▶ _Task description_: Scan the records for the string "woman", then copy each line that has it.

[Stored dataset items]
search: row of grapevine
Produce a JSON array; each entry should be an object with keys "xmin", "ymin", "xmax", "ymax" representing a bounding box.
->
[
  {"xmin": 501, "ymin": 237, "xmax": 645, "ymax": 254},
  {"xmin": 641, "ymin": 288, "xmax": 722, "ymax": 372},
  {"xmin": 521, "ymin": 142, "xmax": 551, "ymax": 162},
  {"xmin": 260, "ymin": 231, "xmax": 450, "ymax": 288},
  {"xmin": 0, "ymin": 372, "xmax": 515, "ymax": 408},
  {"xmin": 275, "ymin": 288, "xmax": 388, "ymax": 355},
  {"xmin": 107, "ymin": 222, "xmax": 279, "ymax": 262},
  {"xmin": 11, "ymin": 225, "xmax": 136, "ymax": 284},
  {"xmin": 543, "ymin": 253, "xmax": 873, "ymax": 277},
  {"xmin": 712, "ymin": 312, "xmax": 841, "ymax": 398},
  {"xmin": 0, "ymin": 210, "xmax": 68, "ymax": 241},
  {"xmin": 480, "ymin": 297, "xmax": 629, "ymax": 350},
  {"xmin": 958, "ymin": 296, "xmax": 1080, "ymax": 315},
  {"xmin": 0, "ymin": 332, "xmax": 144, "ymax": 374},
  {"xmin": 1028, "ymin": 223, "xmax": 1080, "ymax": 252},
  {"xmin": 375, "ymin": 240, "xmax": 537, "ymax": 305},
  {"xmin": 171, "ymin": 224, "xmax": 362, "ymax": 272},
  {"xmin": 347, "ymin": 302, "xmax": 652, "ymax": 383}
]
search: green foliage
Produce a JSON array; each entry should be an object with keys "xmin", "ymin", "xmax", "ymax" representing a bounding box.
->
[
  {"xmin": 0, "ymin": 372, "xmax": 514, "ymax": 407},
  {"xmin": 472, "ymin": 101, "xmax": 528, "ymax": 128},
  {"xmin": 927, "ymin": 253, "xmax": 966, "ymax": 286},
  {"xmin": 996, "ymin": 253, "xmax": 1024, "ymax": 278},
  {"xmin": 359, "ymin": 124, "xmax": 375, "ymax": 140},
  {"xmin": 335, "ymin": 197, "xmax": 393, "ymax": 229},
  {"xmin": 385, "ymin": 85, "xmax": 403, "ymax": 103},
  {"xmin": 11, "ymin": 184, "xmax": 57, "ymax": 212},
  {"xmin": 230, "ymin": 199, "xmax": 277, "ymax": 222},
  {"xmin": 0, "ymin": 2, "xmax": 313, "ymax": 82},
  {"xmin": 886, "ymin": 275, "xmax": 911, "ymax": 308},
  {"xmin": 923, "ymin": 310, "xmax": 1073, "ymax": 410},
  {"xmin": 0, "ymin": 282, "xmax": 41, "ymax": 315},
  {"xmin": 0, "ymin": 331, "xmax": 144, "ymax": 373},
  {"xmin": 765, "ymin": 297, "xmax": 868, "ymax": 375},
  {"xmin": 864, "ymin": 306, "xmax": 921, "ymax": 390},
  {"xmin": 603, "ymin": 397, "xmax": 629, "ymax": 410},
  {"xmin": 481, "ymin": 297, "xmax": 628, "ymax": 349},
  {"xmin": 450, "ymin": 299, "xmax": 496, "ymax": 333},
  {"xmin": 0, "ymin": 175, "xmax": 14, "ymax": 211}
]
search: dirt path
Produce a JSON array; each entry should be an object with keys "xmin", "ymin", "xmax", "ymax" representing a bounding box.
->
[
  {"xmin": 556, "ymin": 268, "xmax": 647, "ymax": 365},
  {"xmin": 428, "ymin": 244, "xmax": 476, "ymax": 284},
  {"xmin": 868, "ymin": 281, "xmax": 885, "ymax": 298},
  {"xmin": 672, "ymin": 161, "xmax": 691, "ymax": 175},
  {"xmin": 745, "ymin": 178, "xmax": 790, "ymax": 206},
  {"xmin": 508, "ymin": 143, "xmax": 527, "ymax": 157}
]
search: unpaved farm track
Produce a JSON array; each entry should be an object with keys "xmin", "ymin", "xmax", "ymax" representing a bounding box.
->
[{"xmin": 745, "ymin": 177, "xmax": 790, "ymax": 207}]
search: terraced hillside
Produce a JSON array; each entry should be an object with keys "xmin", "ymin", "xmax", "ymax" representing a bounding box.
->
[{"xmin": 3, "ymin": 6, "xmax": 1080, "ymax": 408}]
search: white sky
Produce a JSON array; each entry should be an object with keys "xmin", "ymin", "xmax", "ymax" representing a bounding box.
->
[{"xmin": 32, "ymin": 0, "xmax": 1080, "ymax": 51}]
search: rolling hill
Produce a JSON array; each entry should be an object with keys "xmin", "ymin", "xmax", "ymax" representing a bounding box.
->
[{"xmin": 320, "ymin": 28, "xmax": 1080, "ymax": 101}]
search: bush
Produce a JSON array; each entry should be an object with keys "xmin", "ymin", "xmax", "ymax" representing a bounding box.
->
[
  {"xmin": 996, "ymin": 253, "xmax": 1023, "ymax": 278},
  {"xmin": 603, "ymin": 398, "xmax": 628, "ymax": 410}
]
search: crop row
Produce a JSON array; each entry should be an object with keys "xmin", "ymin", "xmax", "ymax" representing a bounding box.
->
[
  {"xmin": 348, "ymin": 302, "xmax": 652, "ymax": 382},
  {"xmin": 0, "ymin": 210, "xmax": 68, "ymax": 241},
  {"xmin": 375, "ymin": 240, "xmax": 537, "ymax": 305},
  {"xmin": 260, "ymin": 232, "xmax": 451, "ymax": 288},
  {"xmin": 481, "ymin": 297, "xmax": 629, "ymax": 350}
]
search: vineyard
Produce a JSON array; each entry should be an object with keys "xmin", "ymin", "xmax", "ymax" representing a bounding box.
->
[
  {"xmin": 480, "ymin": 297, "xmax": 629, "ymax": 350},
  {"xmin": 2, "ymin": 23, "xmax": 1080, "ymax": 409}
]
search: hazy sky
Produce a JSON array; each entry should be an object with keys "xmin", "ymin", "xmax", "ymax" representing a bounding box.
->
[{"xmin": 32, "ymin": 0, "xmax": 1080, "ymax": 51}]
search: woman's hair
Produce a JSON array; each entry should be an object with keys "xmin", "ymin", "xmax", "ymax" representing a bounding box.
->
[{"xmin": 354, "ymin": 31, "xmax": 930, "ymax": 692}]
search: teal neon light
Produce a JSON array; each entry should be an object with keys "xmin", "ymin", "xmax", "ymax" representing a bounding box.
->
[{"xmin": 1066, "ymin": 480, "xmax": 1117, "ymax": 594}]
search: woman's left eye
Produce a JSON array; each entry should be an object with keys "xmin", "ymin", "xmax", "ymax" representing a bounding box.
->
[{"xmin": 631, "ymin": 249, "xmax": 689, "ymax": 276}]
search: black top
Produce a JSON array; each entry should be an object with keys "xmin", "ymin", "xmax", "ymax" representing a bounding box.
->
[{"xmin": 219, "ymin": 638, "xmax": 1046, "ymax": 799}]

▶ _Reply_:
search: woman's hair
search: woman's left eye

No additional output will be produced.